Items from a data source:
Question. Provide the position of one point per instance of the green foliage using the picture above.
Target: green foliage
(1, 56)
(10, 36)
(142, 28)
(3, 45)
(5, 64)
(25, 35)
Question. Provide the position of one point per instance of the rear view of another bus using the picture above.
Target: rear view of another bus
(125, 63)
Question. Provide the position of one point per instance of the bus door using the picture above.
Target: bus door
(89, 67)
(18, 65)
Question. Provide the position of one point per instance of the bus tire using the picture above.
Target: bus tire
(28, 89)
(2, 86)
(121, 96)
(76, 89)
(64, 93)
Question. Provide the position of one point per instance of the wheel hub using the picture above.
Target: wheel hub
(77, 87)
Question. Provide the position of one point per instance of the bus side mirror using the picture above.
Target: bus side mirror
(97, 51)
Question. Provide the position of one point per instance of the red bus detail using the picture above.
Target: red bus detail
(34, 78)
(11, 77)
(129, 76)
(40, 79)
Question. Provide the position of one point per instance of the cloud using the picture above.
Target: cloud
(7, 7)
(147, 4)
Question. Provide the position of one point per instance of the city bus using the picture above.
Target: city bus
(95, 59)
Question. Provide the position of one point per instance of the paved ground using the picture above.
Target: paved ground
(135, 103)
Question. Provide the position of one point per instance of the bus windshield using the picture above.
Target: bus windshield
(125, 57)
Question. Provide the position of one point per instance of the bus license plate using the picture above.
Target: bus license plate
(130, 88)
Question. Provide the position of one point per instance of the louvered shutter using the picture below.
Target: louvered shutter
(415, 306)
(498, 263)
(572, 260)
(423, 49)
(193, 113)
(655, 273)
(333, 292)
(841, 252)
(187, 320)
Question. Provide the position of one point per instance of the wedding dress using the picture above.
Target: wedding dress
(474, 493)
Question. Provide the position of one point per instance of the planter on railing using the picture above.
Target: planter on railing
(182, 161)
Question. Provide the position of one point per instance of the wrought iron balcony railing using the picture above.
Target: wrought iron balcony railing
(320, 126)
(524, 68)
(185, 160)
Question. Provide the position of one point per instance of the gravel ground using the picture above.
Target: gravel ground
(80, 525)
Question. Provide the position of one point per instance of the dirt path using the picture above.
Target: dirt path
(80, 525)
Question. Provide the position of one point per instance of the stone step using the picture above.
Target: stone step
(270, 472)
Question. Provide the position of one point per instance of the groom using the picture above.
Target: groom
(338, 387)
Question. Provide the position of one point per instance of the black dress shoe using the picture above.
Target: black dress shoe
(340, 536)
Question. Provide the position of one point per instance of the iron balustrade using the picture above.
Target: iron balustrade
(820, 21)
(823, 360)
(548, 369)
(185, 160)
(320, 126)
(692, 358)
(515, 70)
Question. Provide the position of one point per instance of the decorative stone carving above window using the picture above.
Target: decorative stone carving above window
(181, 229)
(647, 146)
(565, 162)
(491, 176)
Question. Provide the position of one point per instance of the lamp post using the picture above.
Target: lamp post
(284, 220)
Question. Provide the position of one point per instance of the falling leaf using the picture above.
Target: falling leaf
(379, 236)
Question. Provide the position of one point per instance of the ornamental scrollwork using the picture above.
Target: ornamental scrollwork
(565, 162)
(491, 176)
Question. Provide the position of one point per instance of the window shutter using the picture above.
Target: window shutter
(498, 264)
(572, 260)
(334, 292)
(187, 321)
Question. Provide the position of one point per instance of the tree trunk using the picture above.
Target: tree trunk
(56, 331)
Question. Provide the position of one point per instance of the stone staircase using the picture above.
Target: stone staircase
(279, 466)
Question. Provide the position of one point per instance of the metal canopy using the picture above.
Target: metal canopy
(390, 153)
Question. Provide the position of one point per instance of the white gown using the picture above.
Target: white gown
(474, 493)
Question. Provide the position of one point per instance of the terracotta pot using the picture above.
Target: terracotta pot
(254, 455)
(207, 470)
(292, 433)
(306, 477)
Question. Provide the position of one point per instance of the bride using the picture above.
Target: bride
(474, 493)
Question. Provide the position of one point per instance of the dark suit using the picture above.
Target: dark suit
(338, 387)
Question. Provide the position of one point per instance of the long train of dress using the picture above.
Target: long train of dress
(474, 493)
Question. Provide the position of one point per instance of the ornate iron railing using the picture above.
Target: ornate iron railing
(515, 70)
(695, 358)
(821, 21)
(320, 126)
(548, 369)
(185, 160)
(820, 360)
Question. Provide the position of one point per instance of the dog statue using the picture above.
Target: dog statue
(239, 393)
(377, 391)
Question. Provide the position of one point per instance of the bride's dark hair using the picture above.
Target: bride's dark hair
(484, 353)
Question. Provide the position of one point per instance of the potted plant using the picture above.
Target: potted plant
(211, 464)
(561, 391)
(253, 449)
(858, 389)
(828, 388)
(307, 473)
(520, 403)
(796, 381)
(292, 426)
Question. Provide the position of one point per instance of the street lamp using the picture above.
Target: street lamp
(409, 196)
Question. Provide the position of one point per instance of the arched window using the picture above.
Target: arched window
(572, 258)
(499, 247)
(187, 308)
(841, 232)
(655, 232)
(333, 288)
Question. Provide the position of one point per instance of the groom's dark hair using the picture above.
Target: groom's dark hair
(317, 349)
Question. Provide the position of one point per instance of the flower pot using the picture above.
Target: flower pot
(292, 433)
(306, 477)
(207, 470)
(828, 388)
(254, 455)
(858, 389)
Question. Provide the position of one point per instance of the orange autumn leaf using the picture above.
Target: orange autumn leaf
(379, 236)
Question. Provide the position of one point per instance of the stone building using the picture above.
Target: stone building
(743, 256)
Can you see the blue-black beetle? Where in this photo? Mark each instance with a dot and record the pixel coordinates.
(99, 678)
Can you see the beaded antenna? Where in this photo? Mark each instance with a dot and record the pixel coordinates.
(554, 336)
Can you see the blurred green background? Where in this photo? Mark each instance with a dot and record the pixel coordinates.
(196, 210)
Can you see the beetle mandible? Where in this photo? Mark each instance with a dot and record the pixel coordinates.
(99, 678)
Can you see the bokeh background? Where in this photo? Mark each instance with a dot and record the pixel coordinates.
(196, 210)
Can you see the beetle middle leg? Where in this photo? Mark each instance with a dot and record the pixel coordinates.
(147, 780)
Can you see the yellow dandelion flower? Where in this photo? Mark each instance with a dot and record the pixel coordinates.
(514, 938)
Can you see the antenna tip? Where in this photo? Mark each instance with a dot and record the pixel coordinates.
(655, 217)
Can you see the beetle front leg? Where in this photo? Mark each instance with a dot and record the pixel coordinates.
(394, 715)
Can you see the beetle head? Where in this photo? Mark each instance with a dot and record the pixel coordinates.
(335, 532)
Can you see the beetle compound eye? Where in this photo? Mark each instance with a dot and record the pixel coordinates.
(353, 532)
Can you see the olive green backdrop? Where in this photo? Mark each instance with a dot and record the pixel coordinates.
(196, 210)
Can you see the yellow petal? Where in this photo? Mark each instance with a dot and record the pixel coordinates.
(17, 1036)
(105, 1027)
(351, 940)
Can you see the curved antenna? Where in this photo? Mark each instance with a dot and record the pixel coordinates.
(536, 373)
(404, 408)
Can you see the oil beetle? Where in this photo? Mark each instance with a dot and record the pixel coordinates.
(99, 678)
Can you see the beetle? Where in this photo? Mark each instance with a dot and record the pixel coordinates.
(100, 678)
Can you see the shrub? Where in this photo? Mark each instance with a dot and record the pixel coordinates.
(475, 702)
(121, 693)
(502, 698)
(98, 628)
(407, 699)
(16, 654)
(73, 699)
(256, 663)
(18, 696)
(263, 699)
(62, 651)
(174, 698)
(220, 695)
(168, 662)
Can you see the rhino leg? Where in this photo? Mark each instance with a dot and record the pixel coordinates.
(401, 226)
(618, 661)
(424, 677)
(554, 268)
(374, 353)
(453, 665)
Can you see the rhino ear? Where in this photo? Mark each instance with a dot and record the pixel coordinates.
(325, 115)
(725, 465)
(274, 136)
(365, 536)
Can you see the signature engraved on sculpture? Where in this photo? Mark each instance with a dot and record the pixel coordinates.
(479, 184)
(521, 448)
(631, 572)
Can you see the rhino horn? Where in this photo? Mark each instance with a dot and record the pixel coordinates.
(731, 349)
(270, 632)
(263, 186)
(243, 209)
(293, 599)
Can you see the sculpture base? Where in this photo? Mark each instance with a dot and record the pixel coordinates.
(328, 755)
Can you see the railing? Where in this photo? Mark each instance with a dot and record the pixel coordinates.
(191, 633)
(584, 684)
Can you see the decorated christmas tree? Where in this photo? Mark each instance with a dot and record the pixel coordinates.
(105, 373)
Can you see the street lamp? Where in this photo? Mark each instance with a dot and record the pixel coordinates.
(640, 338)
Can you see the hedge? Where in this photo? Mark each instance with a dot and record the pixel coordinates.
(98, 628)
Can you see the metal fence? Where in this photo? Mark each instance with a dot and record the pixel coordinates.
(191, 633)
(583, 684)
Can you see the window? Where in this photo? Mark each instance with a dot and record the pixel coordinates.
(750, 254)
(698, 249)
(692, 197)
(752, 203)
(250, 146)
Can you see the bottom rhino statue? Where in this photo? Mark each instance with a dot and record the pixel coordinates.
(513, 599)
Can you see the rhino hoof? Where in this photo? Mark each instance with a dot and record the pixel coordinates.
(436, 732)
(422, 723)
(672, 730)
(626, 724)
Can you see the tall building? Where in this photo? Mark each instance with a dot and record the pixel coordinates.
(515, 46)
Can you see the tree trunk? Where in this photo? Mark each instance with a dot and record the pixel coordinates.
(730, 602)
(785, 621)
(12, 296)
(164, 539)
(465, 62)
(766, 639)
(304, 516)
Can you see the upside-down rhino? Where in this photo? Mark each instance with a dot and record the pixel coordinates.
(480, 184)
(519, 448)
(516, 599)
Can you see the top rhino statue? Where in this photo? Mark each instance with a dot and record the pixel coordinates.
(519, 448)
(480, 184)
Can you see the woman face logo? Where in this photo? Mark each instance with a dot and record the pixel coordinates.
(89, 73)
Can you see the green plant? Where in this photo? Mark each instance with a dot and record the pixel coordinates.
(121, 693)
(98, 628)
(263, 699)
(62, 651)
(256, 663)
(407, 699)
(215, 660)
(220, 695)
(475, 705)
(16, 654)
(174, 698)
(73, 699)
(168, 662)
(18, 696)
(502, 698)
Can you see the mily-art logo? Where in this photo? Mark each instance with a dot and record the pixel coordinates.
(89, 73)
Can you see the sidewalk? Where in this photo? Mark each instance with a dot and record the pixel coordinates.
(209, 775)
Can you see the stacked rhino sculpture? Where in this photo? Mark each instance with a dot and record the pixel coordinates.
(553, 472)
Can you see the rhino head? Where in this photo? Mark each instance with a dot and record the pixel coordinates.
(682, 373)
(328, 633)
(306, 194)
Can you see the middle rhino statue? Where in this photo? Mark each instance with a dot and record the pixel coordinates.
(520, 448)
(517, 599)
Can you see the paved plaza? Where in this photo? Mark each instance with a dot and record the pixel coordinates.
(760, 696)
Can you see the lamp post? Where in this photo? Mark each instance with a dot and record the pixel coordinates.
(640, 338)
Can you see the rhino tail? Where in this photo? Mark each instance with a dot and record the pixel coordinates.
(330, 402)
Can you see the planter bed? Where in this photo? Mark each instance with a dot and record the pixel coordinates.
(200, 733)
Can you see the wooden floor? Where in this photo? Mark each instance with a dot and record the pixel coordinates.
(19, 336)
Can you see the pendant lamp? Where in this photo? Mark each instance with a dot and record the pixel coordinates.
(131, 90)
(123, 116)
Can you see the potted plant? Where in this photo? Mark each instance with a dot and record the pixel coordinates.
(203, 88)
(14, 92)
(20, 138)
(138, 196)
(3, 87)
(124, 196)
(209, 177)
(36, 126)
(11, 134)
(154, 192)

> **AIM OF THE TASK**:
Reproduce the line containing "Can you see the mily-art" and every line after it. Stop at the last line of the records, and add nothing.

> **YOUR RESPONSE**:
Can you see the mily-art logo? Where in this photo? Mark each instance with a dot and record the pixel coordinates.
(89, 73)
Can you see the sidewalk? Where in this photo? Mark each instance with a dot and record the pixel coordinates.
(209, 775)
Can you see the stacked rhino sculpture? Where in this photo? Mark each instance with a dot and record the pixel coordinates.
(553, 472)
Can you see the rhino head? Where in this photo? Mark each instance with a dot and record the pixel coordinates.
(682, 373)
(328, 633)
(306, 194)
Can you see the middle rhino statue? Where in this photo? Mark each instance with a dot and record the pixel coordinates.
(520, 448)
(517, 599)
Can you see the paved plaza? Where in this photo? Mark each instance with a dot and record the pixel coordinates.
(760, 696)
Can you see the lamp post? Where in this photo? Mark each instance with a dot and record the pixel coordinates.
(640, 338)
Can you see the rhino tail? Where in this photo? Mark each instance with a dot and record the pixel coordinates.
(330, 402)
Can you see the planter bed? Where in this photo? Mark each instance with a dot and record the pixel coordinates.
(200, 733)
Can you see the wooden floor? Where in this photo? Mark each instance with a dot and record the pixel coordinates.
(19, 336)
Can you see the pendant lamp? Where in this photo? Mark each instance with a dot and record the pixel coordinates.
(131, 90)
(123, 116)
Can you see the potted plant? Where in this photo? Mark each instance with a dot and record the pixel coordinates.
(203, 88)
(14, 92)
(20, 138)
(138, 196)
(3, 87)
(124, 196)
(209, 177)
(36, 126)
(11, 134)
(154, 192)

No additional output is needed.